[[ DATA FOR THE TASK open ]]

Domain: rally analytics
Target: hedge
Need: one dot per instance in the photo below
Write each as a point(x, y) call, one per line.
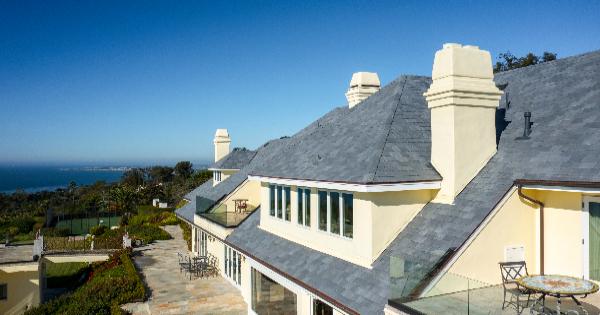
point(110, 284)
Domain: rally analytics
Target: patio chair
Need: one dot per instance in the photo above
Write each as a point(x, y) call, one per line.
point(511, 271)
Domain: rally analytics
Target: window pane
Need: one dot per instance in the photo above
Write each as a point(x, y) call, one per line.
point(307, 203)
point(272, 200)
point(239, 269)
point(288, 204)
point(270, 297)
point(348, 215)
point(279, 201)
point(300, 210)
point(335, 212)
point(323, 210)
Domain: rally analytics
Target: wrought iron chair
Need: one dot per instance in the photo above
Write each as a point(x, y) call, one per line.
point(511, 271)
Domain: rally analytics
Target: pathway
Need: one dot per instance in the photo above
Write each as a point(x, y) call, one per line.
point(172, 292)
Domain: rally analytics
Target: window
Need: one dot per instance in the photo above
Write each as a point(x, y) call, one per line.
point(348, 214)
point(334, 206)
point(217, 176)
point(272, 200)
point(336, 213)
point(288, 204)
point(270, 297)
point(3, 291)
point(304, 206)
point(202, 245)
point(321, 308)
point(322, 210)
point(233, 265)
point(280, 203)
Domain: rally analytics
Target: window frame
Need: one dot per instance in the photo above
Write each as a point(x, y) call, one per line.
point(303, 206)
point(341, 216)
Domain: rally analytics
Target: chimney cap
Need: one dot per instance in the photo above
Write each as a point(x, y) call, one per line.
point(365, 79)
point(222, 133)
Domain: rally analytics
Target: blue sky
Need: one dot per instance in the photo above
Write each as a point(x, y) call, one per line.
point(150, 81)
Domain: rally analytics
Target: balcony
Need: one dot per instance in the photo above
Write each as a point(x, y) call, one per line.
point(227, 219)
point(461, 294)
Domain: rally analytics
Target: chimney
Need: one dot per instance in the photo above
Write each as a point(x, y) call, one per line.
point(221, 142)
point(463, 100)
point(362, 85)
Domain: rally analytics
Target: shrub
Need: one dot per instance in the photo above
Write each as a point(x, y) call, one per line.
point(23, 224)
point(148, 233)
point(111, 283)
point(98, 230)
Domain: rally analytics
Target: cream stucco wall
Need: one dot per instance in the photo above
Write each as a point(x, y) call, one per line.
point(516, 223)
point(378, 218)
point(23, 284)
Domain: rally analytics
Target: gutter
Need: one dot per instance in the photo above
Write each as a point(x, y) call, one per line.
point(541, 205)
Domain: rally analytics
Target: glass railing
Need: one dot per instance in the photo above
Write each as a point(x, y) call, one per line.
point(227, 219)
point(416, 290)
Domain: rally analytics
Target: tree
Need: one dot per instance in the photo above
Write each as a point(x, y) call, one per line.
point(183, 169)
point(160, 174)
point(507, 61)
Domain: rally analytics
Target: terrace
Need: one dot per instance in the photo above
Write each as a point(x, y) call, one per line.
point(460, 294)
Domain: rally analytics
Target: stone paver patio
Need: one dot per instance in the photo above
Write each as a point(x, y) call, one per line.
point(172, 292)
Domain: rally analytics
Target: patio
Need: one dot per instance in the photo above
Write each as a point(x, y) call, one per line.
point(173, 292)
point(488, 300)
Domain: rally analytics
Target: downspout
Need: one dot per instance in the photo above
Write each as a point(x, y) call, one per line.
point(541, 204)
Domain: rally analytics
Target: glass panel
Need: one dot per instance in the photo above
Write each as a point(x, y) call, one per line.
point(307, 203)
point(594, 240)
point(225, 258)
point(348, 215)
point(300, 210)
point(269, 297)
point(239, 269)
point(272, 200)
point(323, 210)
point(320, 308)
point(334, 199)
point(288, 203)
point(279, 202)
point(234, 262)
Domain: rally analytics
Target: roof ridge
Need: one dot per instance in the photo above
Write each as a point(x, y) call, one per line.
point(374, 174)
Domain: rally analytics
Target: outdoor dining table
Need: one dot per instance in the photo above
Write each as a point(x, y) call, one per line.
point(557, 286)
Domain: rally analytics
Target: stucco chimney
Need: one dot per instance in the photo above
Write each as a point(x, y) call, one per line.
point(221, 142)
point(463, 100)
point(362, 85)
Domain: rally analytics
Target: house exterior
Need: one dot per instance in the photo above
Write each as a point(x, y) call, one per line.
point(414, 190)
point(20, 277)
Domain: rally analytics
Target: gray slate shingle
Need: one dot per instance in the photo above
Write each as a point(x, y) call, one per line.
point(564, 98)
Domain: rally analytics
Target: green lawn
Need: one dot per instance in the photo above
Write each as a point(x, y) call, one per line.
point(82, 226)
point(63, 275)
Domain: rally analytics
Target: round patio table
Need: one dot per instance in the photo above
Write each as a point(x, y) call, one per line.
point(557, 286)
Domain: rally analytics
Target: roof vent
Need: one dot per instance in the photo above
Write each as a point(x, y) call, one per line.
point(527, 127)
point(362, 85)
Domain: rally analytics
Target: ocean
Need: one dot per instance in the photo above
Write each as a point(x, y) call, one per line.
point(39, 178)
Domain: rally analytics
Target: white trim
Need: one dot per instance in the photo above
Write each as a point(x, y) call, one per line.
point(353, 187)
point(585, 228)
point(468, 242)
point(563, 188)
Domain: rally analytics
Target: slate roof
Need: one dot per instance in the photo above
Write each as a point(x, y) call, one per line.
point(235, 160)
point(385, 139)
point(564, 98)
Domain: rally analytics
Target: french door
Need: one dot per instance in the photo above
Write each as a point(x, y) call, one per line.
point(591, 238)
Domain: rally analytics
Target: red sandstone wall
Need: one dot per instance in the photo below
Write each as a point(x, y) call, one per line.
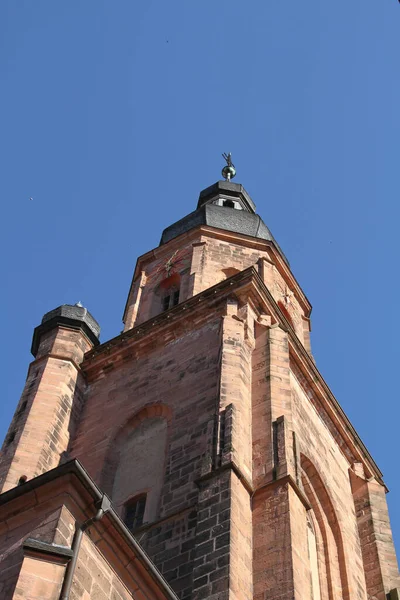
point(180, 379)
point(317, 444)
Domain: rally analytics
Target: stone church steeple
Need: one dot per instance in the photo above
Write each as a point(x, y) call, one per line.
point(208, 425)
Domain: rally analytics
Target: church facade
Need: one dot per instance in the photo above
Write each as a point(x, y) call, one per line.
point(198, 455)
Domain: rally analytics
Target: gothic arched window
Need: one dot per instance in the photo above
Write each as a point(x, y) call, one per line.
point(325, 544)
point(133, 474)
point(168, 292)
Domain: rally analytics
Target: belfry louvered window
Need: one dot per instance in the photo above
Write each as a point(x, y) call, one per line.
point(134, 512)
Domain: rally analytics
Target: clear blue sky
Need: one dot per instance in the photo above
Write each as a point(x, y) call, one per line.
point(113, 118)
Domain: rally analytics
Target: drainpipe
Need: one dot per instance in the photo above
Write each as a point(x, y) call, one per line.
point(102, 507)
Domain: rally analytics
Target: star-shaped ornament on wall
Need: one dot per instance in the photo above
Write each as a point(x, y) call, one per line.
point(175, 263)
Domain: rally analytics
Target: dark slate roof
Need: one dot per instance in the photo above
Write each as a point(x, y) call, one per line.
point(73, 316)
point(243, 221)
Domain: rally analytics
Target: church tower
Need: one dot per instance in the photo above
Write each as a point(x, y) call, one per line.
point(200, 453)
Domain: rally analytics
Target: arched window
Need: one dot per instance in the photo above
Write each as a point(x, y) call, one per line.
point(313, 558)
point(140, 472)
point(327, 565)
point(228, 203)
point(286, 313)
point(168, 292)
point(229, 272)
point(133, 473)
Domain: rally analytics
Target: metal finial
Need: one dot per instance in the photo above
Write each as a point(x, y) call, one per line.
point(229, 171)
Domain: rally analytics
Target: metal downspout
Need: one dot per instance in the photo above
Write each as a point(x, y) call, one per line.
point(104, 506)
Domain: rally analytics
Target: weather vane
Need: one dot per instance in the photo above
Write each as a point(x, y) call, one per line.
point(229, 171)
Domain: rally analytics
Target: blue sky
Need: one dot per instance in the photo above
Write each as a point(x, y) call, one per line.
point(114, 115)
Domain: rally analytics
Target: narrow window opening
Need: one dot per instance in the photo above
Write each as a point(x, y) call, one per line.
point(228, 203)
point(165, 302)
point(170, 299)
point(134, 512)
point(175, 298)
point(11, 438)
point(22, 407)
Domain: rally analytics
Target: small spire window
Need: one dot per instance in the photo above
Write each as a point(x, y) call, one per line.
point(134, 512)
point(228, 203)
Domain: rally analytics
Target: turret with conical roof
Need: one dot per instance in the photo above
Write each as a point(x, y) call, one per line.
point(51, 403)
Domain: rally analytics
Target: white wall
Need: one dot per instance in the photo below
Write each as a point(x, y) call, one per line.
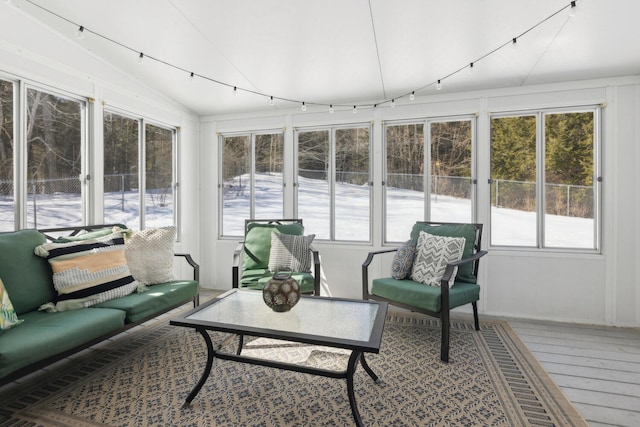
point(32, 53)
point(585, 288)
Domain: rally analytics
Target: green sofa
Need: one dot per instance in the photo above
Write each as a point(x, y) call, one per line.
point(44, 337)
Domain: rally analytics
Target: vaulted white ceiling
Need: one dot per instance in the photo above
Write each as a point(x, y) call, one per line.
point(346, 52)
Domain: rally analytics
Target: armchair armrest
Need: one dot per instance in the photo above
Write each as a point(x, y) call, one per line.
point(365, 270)
point(235, 267)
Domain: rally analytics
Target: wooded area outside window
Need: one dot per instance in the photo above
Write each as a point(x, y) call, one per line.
point(125, 140)
point(445, 153)
point(333, 194)
point(252, 179)
point(55, 137)
point(7, 196)
point(544, 179)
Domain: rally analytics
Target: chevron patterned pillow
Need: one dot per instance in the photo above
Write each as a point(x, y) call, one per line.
point(432, 255)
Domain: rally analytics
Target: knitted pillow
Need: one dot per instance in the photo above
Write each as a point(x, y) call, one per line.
point(432, 256)
point(8, 316)
point(290, 252)
point(403, 260)
point(88, 272)
point(149, 254)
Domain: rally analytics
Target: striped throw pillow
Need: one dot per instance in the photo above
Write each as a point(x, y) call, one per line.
point(89, 272)
point(289, 252)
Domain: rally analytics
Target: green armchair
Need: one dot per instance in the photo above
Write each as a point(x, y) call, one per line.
point(440, 298)
point(254, 260)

[[ DATA FOR THE TASK closed ]]

TASK TO COMPLETE: Search the entries for the word "stucco" and show every line that has it.

EXERCISE SOLUTION:
Target: cream stucco wall
Target: stucco chimney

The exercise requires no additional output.